##### RECORDS FOR THIS EXERCISE
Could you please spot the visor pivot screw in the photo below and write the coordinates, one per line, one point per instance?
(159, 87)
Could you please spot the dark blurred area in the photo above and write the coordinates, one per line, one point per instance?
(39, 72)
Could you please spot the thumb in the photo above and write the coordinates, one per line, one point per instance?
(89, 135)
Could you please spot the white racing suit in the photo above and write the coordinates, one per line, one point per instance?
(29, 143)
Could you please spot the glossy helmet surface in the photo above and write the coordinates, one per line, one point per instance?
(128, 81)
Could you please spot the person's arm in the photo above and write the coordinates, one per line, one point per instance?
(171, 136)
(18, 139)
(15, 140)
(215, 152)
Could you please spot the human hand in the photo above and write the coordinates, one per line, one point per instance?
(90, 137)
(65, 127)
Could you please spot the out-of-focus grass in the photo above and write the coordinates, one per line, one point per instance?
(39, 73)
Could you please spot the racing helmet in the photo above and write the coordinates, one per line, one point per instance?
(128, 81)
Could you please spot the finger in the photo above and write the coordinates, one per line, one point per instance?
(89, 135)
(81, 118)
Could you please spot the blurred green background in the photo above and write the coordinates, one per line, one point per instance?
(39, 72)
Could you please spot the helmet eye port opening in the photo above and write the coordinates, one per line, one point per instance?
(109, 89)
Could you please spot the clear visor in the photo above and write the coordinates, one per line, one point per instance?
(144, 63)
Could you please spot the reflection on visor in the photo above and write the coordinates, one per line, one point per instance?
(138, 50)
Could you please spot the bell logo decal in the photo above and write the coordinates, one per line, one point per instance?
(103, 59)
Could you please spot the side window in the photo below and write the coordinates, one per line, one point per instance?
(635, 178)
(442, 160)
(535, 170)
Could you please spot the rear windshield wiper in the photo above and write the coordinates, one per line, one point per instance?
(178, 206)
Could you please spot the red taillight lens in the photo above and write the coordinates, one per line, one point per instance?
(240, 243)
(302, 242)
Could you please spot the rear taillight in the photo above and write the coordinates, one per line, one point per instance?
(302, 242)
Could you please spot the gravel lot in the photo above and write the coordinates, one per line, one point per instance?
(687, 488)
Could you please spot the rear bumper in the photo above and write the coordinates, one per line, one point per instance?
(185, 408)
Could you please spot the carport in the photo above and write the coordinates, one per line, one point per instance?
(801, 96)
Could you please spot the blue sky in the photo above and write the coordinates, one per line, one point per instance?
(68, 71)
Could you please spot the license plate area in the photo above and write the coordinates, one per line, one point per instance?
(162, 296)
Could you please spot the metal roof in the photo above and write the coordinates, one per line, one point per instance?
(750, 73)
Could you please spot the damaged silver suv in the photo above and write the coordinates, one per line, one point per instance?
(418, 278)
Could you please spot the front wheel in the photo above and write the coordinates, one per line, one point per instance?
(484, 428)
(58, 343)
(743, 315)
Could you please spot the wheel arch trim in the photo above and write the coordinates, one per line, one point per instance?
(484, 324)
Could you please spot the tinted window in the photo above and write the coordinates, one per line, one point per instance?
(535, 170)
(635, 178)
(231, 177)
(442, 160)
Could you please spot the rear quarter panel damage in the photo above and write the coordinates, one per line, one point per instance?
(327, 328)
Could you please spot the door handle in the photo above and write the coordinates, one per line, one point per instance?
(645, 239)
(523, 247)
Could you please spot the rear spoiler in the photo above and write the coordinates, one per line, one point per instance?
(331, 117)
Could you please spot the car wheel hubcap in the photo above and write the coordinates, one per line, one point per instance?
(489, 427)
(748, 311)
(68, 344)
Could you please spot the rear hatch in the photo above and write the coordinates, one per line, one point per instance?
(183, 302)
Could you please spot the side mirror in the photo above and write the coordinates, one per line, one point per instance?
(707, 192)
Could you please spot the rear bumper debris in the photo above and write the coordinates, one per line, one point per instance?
##########
- **DIRECTIONS FOR THIS TASK**: Copy every item above word for word, one per line.

- **SOLUTION TO THIS PROBLEM**:
Could you please spot the visor pivot screw in the photo below and write the coordinates, one per line, one point per instance?
(159, 87)
Could you please spot the dark blurred area in the photo above and write the coordinates, one per line, one point per instance?
(39, 72)
Could you please spot the thumb in the photo above and write the coordinates, one per line, one point per instance?
(89, 135)
Could you please spot the white racing suit in the photo above and write the coordinates, one per line, one point per instance?
(29, 143)
Could you please spot the glossy helmet surface in the photo above and write the coordinates, one per line, one point per instance?
(128, 81)
Could you please spot the person's arm in the photo above and write the coordinates, one per line, one point per instance?
(171, 136)
(18, 139)
(15, 140)
(215, 152)
Could you please spot the human hand in the photo above and write the coordinates, one per line, one point per instance?
(90, 137)
(65, 127)
Could you please spot the out-of-focus grass in the photo above and write the coordinates, one per line, one point per instance?
(39, 73)
Could you please spot the racing helmet in the photo above and write the coordinates, one per line, one point per instance?
(128, 81)
Could you please spot the finger in the photo above and write the coordinates, one per line, one point per instance?
(89, 135)
(81, 118)
Could you please spot the blurred green background in the photo above and write the coordinates, one per line, one point per instance?
(39, 72)
Could you please spot the helmet eye port opening in the photo above and write the coordinates, one per line, one point per instance?
(109, 89)
Could you please spot the clear visor in the photo above and write the coordinates, one per line, one point per instance?
(144, 63)
Could you please spot the reflection on visor in the photo above and write the coordinates, one per line, one point per instance?
(138, 50)
Could you please spot the bell logo decal in the photo above and write the coordinates, one per line, one point per instance?
(103, 59)
Could you please spot the side window in the photo below and write the coordinates, one per line, one point per instance?
(635, 178)
(442, 160)
(535, 170)
Could you please spot the rear windshield wiper in the photo above and write the coordinates, one per line, one point per instance?
(178, 206)
Could you please spot the red taillight lens in the photo above and write the coordinates, one per line, one point per instance?
(240, 243)
(302, 242)
Could you please spot the rear taillight in the photo above and write the coordinates, one per line, one point per instance?
(302, 242)
Could you please spot the gravel lot in the photo above and write the coordinates, one per line, one point per instance?
(687, 488)
Could you please spot the rear bumper in the photo above and write the coordinates, one per line, one point per instance?
(185, 408)
Could you please spot the carport in the photo above and write the coordinates, one per line, one point per instance?
(801, 96)
Could you please spot the blue sky in the photo above and write the coordinates, one per line, one point per instance?
(68, 71)
Could you please spot the license plate area in the photo above and write the coordinates, one per line, one point per instance?
(162, 296)
Could you please spot the metal roof in the photo above and write the coordinates, one per line, one point per instance?
(750, 73)
Could you please spot the damaged silver suv in the photo above and write the coordinates, one per line, one point per instance?
(418, 278)
Could you please spot the front wheel in the photo above and write the coordinates, one per line, one point per instance?
(484, 428)
(58, 343)
(743, 315)
Could you please spot the wheel arch trim in the photo above and write the coordinates, one per line, one point per instance?
(484, 324)
Could you please spot the tinted window in the photo above and write the coordinates, one per line, one point per instance?
(535, 170)
(635, 178)
(231, 177)
(442, 160)
Could you please spot the rear quarter panel damage in the photo above and write the coordinates, one per line, one point per instance?
(327, 328)
Could you please spot the door handle in the photo above and write the coordinates, one per line, one point per instance?
(645, 239)
(523, 247)
Could you please spot the rear spoiler in the photo above and write the coordinates, one per line, one point per instance?
(331, 117)
Could you please spot the car wheel hubcap in the photo above and write the coordinates, one per line, one point per instance?
(489, 427)
(748, 311)
(68, 344)
Could you please spot the rear hatch in the photo above and write the coordinates, one per line, one point per instance?
(183, 302)
Could you please spot the side mirror in the photo above and write the coordinates, one per line, one point per instance?
(707, 192)
Could you please spot the rear bumper debris in the photo above and write the coordinates, one per line, one point per instance?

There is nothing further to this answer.